** begin Exercise materials **

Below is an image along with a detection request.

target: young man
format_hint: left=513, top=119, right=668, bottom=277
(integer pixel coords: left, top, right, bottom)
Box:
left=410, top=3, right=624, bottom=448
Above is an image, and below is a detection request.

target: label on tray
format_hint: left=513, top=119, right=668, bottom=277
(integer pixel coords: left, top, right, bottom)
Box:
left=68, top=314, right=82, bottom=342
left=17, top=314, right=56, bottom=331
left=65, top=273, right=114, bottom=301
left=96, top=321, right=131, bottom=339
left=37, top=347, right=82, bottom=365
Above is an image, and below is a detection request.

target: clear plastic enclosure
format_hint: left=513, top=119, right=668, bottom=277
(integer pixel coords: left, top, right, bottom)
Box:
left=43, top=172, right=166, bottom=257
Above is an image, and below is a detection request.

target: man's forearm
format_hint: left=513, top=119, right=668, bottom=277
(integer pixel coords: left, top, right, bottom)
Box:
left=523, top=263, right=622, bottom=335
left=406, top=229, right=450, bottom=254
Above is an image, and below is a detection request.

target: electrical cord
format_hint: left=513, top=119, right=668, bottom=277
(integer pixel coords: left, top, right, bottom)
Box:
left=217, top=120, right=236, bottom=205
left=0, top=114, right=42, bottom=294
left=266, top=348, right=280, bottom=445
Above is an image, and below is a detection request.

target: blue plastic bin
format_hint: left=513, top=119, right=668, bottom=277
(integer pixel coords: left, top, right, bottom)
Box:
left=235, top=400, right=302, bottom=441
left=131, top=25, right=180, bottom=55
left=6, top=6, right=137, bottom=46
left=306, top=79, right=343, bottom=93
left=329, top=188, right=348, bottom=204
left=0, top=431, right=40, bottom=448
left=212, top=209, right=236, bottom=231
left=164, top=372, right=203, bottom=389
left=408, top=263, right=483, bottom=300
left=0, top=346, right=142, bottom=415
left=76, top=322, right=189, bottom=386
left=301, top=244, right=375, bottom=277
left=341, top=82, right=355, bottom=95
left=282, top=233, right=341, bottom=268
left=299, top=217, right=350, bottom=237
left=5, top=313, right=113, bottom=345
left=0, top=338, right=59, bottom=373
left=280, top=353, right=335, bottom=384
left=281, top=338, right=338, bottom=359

** end Exercise materials **

## What to work on
Reproduce all of the lines above verbatim, from the first through the last, without any alteration.

## Answer to this problem
Below is an image along with a detection request.

target: young man
format_hint: left=513, top=119, right=668, bottom=277
(integer pixel coords: left, top, right, bottom)
Box:
left=410, top=3, right=624, bottom=448
Above is an image, and below is a detection request.

target: label on tray
format_hint: left=513, top=119, right=668, bottom=277
(integer pixel coords: left, top, right, bottom)
Box:
left=68, top=314, right=82, bottom=342
left=17, top=314, right=56, bottom=331
left=65, top=273, right=114, bottom=301
left=96, top=321, right=131, bottom=339
left=37, top=347, right=82, bottom=365
Above is an image, and below is a detection request.

target: clear plastic enclosure
format_hint: left=513, top=119, right=668, bottom=277
(integer pixel coords: left, top, right, bottom)
Box:
left=43, top=172, right=166, bottom=257
Above is an image, and below is a detection request.

target: man's forearm
format_hint: left=513, top=119, right=668, bottom=277
(integer pixel coords: left, top, right, bottom)
Box:
left=523, top=263, right=622, bottom=335
left=406, top=229, right=450, bottom=254
Above is an image, and below is a detection request.

target: electrical cord
format_hint: left=513, top=119, right=668, bottom=277
(integer pixel coords: left, top, right, bottom)
Box:
left=217, top=120, right=236, bottom=205
left=0, top=114, right=42, bottom=294
left=266, top=348, right=280, bottom=445
Above is an image, and below is a detection request.

target: blue plastic bin
format_hint: left=513, top=119, right=668, bottom=277
(integer pixel coords: left, top, right, bottom)
Box:
left=235, top=400, right=302, bottom=441
left=131, top=25, right=180, bottom=55
left=6, top=6, right=137, bottom=46
left=306, top=79, right=343, bottom=93
left=329, top=188, right=348, bottom=204
left=0, top=431, right=40, bottom=448
left=212, top=209, right=236, bottom=231
left=164, top=372, right=203, bottom=389
left=408, top=263, right=483, bottom=300
left=0, top=346, right=142, bottom=415
left=76, top=322, right=189, bottom=386
left=301, top=244, right=375, bottom=277
left=341, top=82, right=355, bottom=95
left=282, top=233, right=341, bottom=268
left=299, top=217, right=350, bottom=237
left=5, top=313, right=113, bottom=345
left=0, top=338, right=59, bottom=373
left=280, top=353, right=335, bottom=384
left=281, top=338, right=338, bottom=359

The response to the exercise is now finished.